* [Stored data]
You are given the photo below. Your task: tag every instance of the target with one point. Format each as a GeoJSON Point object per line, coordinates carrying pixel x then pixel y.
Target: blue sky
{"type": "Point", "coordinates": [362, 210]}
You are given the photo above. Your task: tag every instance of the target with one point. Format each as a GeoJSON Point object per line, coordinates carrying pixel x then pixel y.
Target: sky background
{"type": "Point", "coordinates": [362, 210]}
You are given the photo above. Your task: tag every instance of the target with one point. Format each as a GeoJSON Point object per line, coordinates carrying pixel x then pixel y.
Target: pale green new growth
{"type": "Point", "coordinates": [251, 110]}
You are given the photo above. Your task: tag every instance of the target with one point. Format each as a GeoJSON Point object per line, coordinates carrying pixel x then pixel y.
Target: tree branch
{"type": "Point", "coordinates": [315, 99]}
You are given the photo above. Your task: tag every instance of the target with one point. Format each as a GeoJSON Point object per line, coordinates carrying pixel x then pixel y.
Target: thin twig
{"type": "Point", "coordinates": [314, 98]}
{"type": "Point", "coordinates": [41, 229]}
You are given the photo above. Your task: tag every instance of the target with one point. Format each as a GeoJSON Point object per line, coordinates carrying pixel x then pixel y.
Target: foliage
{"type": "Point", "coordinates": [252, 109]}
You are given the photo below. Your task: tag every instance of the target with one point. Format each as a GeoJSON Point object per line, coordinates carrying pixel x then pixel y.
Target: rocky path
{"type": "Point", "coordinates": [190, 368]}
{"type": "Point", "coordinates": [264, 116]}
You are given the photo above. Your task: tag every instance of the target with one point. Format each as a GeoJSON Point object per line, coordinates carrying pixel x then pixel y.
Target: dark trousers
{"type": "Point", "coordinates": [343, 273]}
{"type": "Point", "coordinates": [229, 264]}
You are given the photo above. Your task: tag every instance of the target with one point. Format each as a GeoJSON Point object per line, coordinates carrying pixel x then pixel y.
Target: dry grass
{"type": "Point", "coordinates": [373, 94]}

* [What you have to do]
Set down the records again in full. Match them exactly.

* [Written response]
You are given the photo below. Your task: tag every instance of the target with one point. Format each as a GeoJSON Point object per line, coordinates carrying pixel x then pixel y.
Target: blue sky
{"type": "Point", "coordinates": [362, 210]}
You are given the photo above. Your task: tag every instance of the target with one point. Format each as a GeoJSON Point object per line, coordinates carrying pixel x then pixel y.
Target: sky background
{"type": "Point", "coordinates": [362, 210]}
You are given the photo above. Your task: tag every instance of the target with one point. Format each as a GeoJSON Point object per line, coordinates carrying pixel x then pixel y.
Target: pale green new growth
{"type": "Point", "coordinates": [251, 110]}
You are given the photo above. Your task: tag every instance of the target with one point. Format each as a GeoJSON Point object per line, coordinates carrying pixel x then pixel y.
Target: tree branch
{"type": "Point", "coordinates": [315, 99]}
You are given the photo above. Your task: tag every instance of the target with one point. Format each as a GeoJSON Point object per line, coordinates carrying pixel x then pixel y.
Target: thin twig
{"type": "Point", "coordinates": [314, 98]}
{"type": "Point", "coordinates": [41, 229]}
You are given the photo above. Your task: tag every instance of the target with one point. Format each as a GeoJSON Point object per line, coordinates carrying pixel x then pixel y.
Target: foliage
{"type": "Point", "coordinates": [252, 109]}
You are given the photo below. Your task: tag every instance of the target with one point. Format each as a GeoJSON Point object per line, coordinates carrying pixel x then pixel y.
Target: rocky path
{"type": "Point", "coordinates": [190, 368]}
{"type": "Point", "coordinates": [264, 116]}
You are given the photo above. Your task: tag every instance of the target with one point. Format each as a GeoJSON Point object per line, coordinates carrying pixel x then pixel y.
Target: dark trousers
{"type": "Point", "coordinates": [343, 273]}
{"type": "Point", "coordinates": [229, 264]}
You are given the photo above. Your task: tag every instance of the target with one point. Format each as a GeoJSON Point object per line, coordinates carrying pixel x then pixel y.
Target: dry grass
{"type": "Point", "coordinates": [373, 94]}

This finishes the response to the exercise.